Word for word, return each entry that follows, with every image removed.

** Information follows **

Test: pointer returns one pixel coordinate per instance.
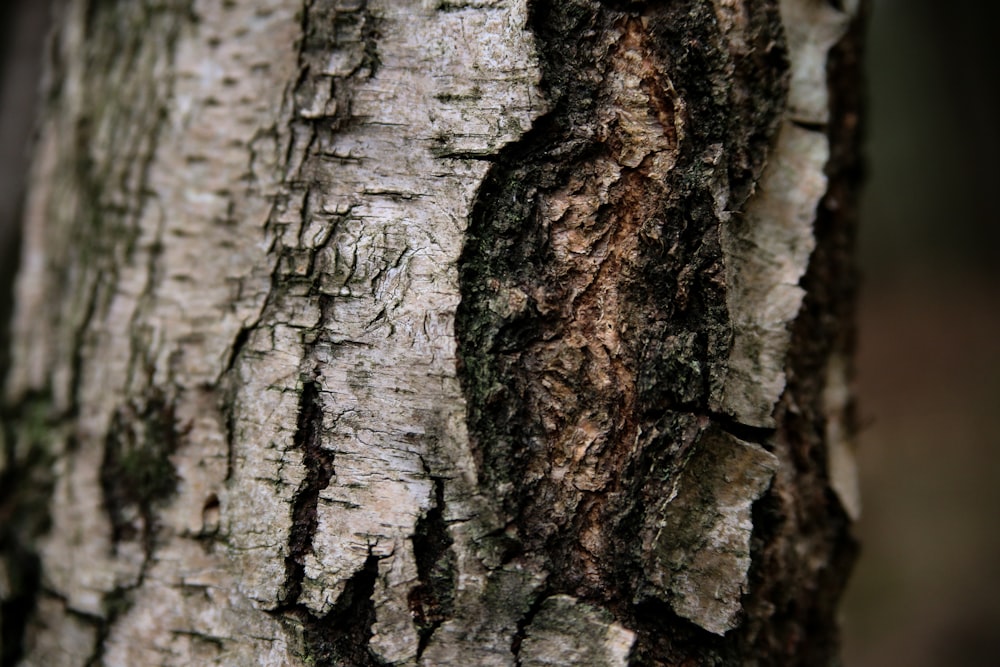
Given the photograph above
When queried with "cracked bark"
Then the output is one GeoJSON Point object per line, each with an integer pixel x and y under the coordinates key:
{"type": "Point", "coordinates": [355, 332]}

** End of Information **

Exercise response:
Test: pointer returns one pixel coordinate per instance.
Given the photograph above
When queried with "cracked bark"
Then the output is one GeoJSON Point object per line, each with an integer pixel x and y under the coordinates key:
{"type": "Point", "coordinates": [355, 332]}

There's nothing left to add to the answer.